● Stated goal: Copy the data below word for word, keeping every line unchanged, and leave out the picture.

● Material for the task:
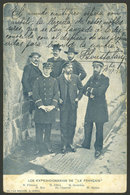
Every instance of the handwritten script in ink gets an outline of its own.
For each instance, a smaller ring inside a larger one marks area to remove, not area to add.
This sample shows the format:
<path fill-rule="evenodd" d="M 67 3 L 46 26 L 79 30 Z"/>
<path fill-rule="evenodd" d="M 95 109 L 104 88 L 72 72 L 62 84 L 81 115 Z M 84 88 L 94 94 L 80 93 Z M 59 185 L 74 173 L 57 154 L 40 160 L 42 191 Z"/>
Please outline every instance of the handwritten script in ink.
<path fill-rule="evenodd" d="M 36 11 L 17 4 L 5 18 L 4 46 L 20 48 L 23 54 L 57 41 L 63 48 L 77 48 L 81 61 L 99 59 L 109 62 L 104 71 L 118 70 L 126 59 L 126 11 L 96 5 L 49 8 L 41 4 Z"/>

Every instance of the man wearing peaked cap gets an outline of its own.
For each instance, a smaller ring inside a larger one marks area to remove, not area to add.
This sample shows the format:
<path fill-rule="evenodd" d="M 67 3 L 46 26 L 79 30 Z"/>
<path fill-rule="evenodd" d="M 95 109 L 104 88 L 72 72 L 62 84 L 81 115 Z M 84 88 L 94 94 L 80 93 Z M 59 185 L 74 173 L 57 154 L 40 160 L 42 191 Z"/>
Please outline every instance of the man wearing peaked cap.
<path fill-rule="evenodd" d="M 33 86 L 33 100 L 35 102 L 35 127 L 36 127 L 36 154 L 42 152 L 43 131 L 44 144 L 48 152 L 51 148 L 51 126 L 55 122 L 55 108 L 59 99 L 57 80 L 50 76 L 52 63 L 43 63 L 43 75 L 35 80 Z"/>
<path fill-rule="evenodd" d="M 61 46 L 59 44 L 52 45 L 53 57 L 48 59 L 48 62 L 52 62 L 51 76 L 57 78 L 62 72 L 62 65 L 65 60 L 60 57 Z"/>
<path fill-rule="evenodd" d="M 24 67 L 22 76 L 23 94 L 30 102 L 29 112 L 31 114 L 31 122 L 33 124 L 33 110 L 35 109 L 35 104 L 32 99 L 32 88 L 34 81 L 42 72 L 39 69 L 39 58 L 41 55 L 37 52 L 33 52 L 29 56 L 30 63 Z"/>
<path fill-rule="evenodd" d="M 78 54 L 77 51 L 73 47 L 69 47 L 68 51 L 64 51 L 65 54 L 67 54 L 69 62 L 72 63 L 73 66 L 73 74 L 76 74 L 80 77 L 81 80 L 83 80 L 86 77 L 86 72 L 82 65 L 75 60 L 75 55 Z"/>
<path fill-rule="evenodd" d="M 101 73 L 104 66 L 101 61 L 94 61 L 93 75 L 85 84 L 83 93 L 88 96 L 88 105 L 84 122 L 85 139 L 83 147 L 90 149 L 93 123 L 96 125 L 95 157 L 100 156 L 103 148 L 103 125 L 108 121 L 108 110 L 105 93 L 109 78 Z"/>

● Answer:
Every instance of the handwritten script in ink gets an outline of its own.
For each instance, a smaller ring inside a larger one marks area to remove, not area to add.
This sample shows the format:
<path fill-rule="evenodd" d="M 67 3 L 46 26 L 79 30 Z"/>
<path fill-rule="evenodd" d="M 95 109 L 104 88 L 72 72 L 62 84 L 81 115 Z M 84 88 L 94 94 L 80 93 Z M 59 185 L 74 173 L 57 154 L 40 160 L 42 191 Z"/>
Please outline every instance of the handwritten script in ink.
<path fill-rule="evenodd" d="M 36 11 L 17 4 L 5 18 L 4 46 L 20 48 L 23 54 L 57 41 L 63 48 L 77 48 L 81 61 L 99 59 L 109 62 L 104 71 L 118 70 L 126 59 L 126 11 L 96 5 L 49 8 L 41 4 Z"/>

Every instance of the man wearing peaked cap gets an outline of its own.
For each instance, a smaller ring inside a larger one marks area to remove, not area to add.
This sample shows the format:
<path fill-rule="evenodd" d="M 67 3 L 46 26 L 79 30 Z"/>
<path fill-rule="evenodd" d="M 95 109 L 104 88 L 72 72 L 62 84 L 81 115 Z M 84 88 L 94 94 L 80 93 Z M 59 185 L 74 173 L 57 154 L 40 160 L 42 191 Z"/>
Please outline every instance of the man wearing peaked cap.
<path fill-rule="evenodd" d="M 33 86 L 33 100 L 35 102 L 35 127 L 36 127 L 36 154 L 42 152 L 43 131 L 44 144 L 48 152 L 51 148 L 51 126 L 55 122 L 55 108 L 59 99 L 57 80 L 50 76 L 52 63 L 43 63 L 43 75 L 35 80 Z"/>
<path fill-rule="evenodd" d="M 61 46 L 59 44 L 52 45 L 53 57 L 48 59 L 48 62 L 52 62 L 51 76 L 57 78 L 62 72 L 62 65 L 65 60 L 60 57 Z"/>
<path fill-rule="evenodd" d="M 24 67 L 22 76 L 23 94 L 30 102 L 29 112 L 31 114 L 31 122 L 33 124 L 33 110 L 35 109 L 35 104 L 32 99 L 32 88 L 34 81 L 42 72 L 39 69 L 39 58 L 41 55 L 37 52 L 33 52 L 29 56 L 30 63 Z"/>
<path fill-rule="evenodd" d="M 78 54 L 77 51 L 73 47 L 69 47 L 68 51 L 64 51 L 65 54 L 67 54 L 69 62 L 72 63 L 73 66 L 73 74 L 76 74 L 80 77 L 81 80 L 83 80 L 86 77 L 86 72 L 82 65 L 75 60 L 75 55 Z"/>
<path fill-rule="evenodd" d="M 101 73 L 104 66 L 101 61 L 94 61 L 93 75 L 85 84 L 83 93 L 88 96 L 88 105 L 84 122 L 85 139 L 83 147 L 90 149 L 93 123 L 96 125 L 95 157 L 100 156 L 103 148 L 103 125 L 108 121 L 108 110 L 105 93 L 109 78 Z"/>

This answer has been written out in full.